TEXTE =>

——

F. N. H. : Est-il possible d’avoir l’effet contraire comme ce fut le cas pour le Brésil, la Russie, l’Afrique du Sud où l’organisation de la Coupe du monde s’est soldée par des investissements à perte ?

M. E. Y. : Le Maroc a fixé un budget prévisionnel de la Coupe du monde 2030 de 5,1 milliards de dollars, qui englobe l’organisation et les infrastructures. Il est donc important d’éviter ce qui s’est passé pour l’Afrique du Sud, la Russie ou le Brésil. L’Afrique du Sud avait fixé un budget de 225 millions de dollars. Mais ses prévisions ont été par la suite complètement faussées au point que l’enveloppe a été rallongée à 2,1 milliards de dollars. Ce pays a construit de grands terrains de football nécessitant un budget d’entretien de 5 milliards de dollars. Ce sont des stades dont la capacité d’accueil atteint 80.000 spectateurs chacun; sauf que pour les matchs de championnat, seules quelques centaines de personnes y assistaient. L’Afrique du Sud ne pouvant pas rentabiliser ce genre de projets, elle était contrainte de démolir deux stades. Pour le Brésil, certains stades sont devenus des parkings pour véhicules ou des lieux pour l’organisation de spectacles. Car ils étaient construits dans des villes où les équipes locales jouaient dans des divisions inférieures et donc n’attiraient pas beaucoup de spectateurs. Ces projets ont mobilisé de gros investissements sans générer d’effet sur le football local. Le même phénomène s’est produit également en Russie. L’Etat a voulu assurer une diversification géographique et il a transféré la propriété des stades aux régions. Plusieurs d’entre eux sont implantés dans des villes où il n’y pas une grande équipe qui peut attirer une grande affluence. Pour le Mondial 2030, le Maroc ne va construire que le stade de Benslimane; les autres sont déjà construits. Chaque stade accueille les spectateurs des équipes locales comme le Wydad et le Raja pour le stade Mohammed V, le FUS et les FAR pour le complexe Moulay Abdellah, le MAS pour le stade de Fès, l’Ittihad de Tanger pour celui de Tanger, le Hassania pour le complexe d’Agadir, et enfin le Kawkab pour le complexe de Marrakech.

——

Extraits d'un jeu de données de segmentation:
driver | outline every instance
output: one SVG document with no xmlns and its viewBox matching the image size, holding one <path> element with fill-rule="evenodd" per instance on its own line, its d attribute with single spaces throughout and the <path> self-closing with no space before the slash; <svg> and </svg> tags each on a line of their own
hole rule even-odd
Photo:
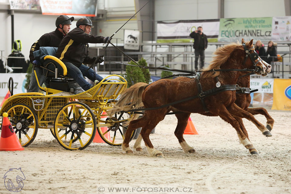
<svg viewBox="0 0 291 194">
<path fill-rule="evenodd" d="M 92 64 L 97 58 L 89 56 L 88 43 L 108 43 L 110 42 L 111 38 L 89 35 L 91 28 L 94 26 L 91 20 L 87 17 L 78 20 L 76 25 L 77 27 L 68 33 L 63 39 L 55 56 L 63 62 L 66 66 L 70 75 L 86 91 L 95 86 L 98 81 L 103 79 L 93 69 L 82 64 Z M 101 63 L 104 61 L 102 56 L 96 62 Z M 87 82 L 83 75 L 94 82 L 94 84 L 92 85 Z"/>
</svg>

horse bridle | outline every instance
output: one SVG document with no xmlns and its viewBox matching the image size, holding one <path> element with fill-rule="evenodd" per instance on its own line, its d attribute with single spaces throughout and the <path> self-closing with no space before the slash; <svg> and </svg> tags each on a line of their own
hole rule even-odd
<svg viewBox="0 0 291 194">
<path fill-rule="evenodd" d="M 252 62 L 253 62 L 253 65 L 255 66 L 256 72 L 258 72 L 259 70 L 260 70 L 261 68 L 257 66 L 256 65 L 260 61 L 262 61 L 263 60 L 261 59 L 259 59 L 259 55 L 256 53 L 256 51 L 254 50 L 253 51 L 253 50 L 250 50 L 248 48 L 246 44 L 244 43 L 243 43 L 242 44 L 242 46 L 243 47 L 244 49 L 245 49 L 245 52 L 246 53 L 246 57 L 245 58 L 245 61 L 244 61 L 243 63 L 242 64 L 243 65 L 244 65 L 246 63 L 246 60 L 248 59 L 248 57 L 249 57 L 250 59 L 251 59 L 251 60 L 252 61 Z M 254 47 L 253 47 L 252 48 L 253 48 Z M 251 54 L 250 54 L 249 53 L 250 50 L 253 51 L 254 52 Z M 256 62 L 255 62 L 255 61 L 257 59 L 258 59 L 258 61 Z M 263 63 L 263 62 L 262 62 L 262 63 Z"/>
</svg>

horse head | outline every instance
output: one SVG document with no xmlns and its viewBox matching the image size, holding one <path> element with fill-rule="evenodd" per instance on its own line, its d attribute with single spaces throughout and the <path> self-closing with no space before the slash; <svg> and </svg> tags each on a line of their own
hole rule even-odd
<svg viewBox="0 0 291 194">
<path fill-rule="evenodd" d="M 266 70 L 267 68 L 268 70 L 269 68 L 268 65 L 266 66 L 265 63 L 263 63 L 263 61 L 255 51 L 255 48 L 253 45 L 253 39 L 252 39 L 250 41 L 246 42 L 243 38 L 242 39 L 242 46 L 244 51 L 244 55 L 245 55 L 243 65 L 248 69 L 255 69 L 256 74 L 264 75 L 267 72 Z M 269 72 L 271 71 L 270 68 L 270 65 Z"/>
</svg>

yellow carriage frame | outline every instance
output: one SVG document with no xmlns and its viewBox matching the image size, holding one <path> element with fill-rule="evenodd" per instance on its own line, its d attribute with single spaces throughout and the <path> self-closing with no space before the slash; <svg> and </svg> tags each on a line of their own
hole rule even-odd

——

EXERCICES À FAIRE =>
A. Dressez la liste de toutes les équipes locales marocaines que cite l'entretien sur la Coupe du monde 2030.
B. Recopiez un passage de l'entretien sur la Coupe du monde 2030 : commencez aux mots « F. N. H. : Est-il » et arrêtez-vous après « investissements à perte ? ».
Ces données n'ont aucun lien avec l'entretien sur la Coupe du monde 2030.

CORRIGÉS =>
A. Wydad, Raja, FUS, FAR, MAS, Ittihad de Tanger, Hassania, Kawkab

B.
F. N. H. : Est-il possible d’avoir l’effet contraire comme ce fut le cas pour le Brésil, la Russie, l’Afrique du Sud où l’organisation de la Coupe du monde s’est soldée par des investissements à perte ?